**Exercise goal**
Using the listing that follows, return every line with the word "building".

--- --- ---

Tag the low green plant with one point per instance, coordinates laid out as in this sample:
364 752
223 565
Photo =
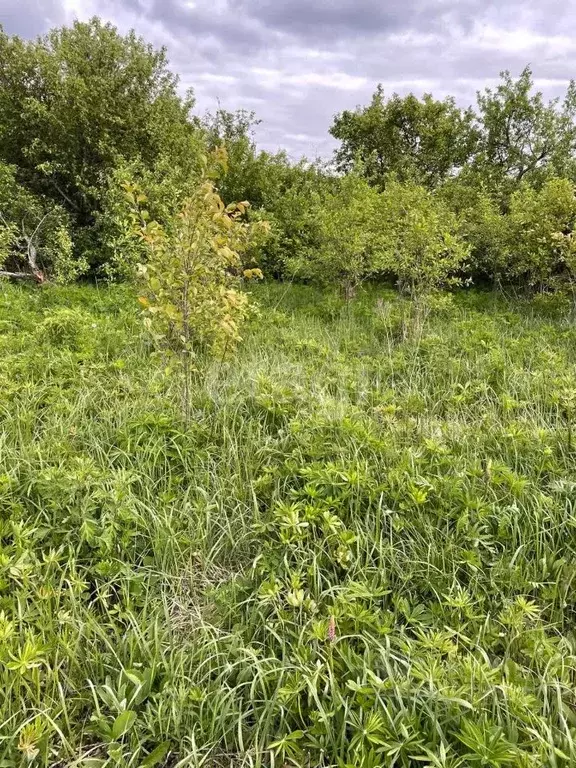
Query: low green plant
358 551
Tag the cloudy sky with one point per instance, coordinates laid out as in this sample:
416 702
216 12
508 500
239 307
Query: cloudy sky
298 62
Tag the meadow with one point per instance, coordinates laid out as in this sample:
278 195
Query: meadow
358 552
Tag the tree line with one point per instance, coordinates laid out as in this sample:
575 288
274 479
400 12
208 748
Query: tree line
97 143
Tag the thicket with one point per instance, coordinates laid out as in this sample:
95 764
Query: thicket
420 191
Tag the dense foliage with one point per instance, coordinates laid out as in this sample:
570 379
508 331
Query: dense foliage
350 544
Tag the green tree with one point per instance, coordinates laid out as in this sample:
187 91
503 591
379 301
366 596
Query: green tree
78 102
35 239
523 138
421 241
345 250
425 139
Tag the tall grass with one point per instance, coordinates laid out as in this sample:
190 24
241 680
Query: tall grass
360 551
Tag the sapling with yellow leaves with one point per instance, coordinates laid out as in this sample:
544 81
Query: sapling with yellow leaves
191 281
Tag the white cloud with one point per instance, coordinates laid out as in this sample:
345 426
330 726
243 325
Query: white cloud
298 62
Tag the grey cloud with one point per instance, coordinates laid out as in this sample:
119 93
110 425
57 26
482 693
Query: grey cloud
28 18
298 62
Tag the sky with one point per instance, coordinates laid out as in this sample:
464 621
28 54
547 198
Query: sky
296 63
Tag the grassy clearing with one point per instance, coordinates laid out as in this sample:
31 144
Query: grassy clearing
360 552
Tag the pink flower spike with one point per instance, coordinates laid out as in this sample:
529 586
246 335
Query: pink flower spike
332 629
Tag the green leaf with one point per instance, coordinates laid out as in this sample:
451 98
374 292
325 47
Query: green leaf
123 723
157 755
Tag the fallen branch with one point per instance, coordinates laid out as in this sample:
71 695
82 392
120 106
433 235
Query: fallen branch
37 276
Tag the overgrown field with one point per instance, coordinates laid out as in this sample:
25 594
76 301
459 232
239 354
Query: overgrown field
360 552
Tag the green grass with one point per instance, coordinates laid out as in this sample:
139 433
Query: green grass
360 552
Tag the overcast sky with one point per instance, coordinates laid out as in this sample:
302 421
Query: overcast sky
298 62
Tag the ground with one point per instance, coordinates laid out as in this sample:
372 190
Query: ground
359 552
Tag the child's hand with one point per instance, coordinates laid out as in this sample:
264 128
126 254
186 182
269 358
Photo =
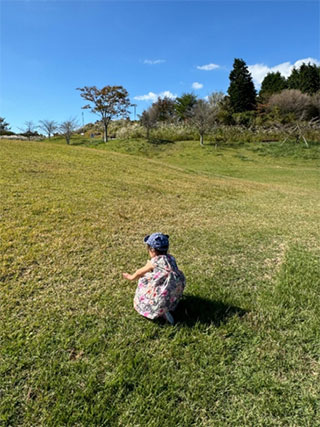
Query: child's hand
128 276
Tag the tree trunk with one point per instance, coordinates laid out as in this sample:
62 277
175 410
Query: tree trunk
105 136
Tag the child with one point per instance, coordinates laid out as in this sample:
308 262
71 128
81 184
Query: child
161 283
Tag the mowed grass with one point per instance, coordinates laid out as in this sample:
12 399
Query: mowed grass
244 227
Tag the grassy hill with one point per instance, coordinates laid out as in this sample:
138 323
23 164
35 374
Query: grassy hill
244 227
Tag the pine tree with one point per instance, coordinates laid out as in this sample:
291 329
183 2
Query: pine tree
306 78
242 93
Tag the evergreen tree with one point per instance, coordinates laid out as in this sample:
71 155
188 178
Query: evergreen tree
242 93
306 78
272 83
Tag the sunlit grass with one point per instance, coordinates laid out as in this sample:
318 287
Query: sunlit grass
245 231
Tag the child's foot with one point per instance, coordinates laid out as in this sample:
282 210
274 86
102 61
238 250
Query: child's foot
168 316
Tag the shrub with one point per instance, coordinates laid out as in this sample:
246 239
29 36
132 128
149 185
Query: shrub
293 101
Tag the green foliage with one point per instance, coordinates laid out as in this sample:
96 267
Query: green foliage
4 126
244 228
241 91
109 102
306 78
246 118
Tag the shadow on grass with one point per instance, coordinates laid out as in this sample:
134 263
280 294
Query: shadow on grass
193 309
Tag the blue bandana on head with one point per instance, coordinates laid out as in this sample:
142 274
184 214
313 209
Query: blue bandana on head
157 241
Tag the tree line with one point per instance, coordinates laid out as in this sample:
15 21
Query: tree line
279 99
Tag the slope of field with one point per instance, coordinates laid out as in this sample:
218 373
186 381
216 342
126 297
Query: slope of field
244 227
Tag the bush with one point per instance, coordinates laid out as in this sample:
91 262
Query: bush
293 101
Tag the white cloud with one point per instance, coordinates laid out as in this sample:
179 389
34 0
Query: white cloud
259 71
154 61
151 96
208 67
197 85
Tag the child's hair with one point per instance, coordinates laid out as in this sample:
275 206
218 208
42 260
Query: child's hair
158 251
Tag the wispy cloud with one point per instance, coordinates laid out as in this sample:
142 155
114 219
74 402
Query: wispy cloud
208 67
154 61
259 71
151 96
197 85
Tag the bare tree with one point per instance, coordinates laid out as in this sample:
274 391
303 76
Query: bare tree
48 126
108 102
203 118
29 129
68 127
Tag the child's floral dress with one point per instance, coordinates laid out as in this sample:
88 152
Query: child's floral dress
161 289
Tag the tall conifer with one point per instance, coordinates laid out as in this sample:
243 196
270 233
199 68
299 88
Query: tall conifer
241 91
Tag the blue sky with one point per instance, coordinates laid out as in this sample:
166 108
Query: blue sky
49 48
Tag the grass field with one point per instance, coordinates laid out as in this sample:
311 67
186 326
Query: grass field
244 226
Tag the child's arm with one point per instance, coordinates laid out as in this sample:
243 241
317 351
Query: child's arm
140 272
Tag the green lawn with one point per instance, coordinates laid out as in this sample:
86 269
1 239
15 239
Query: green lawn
244 227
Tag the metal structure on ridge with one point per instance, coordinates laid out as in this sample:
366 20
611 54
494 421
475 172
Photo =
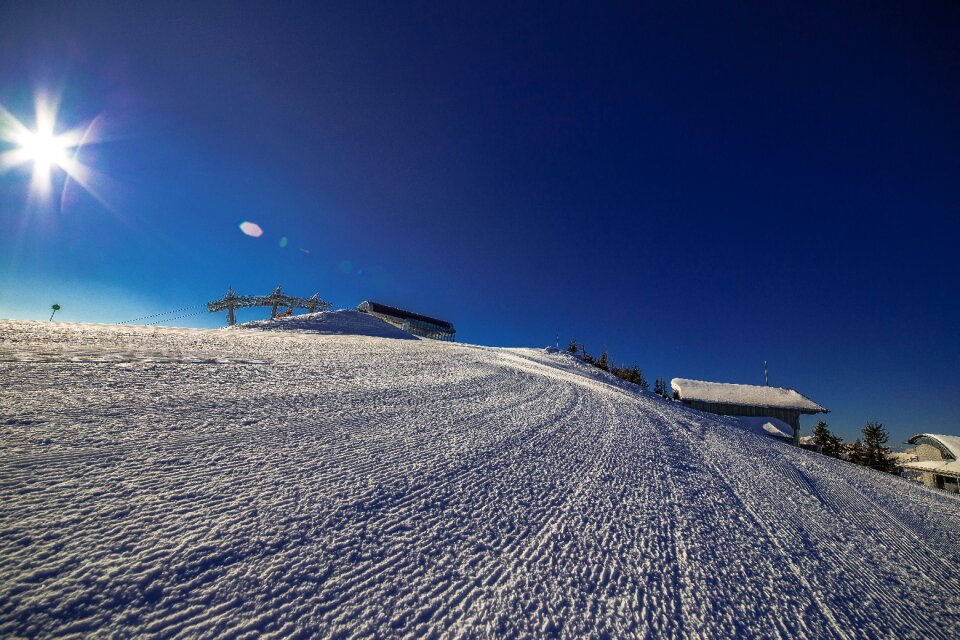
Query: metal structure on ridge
231 302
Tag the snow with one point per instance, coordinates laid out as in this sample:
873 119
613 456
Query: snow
341 322
946 467
743 394
766 426
248 483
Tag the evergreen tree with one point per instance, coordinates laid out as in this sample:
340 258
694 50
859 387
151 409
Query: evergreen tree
584 355
855 452
821 437
875 449
636 377
830 444
603 362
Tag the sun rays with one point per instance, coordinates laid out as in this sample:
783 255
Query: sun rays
48 150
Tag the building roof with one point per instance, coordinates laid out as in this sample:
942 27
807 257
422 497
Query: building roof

--- --- ---

**Solution to this exercise**
Tag the building roof with one point per instance, coordinates laid out as in this sample:
Query: building roof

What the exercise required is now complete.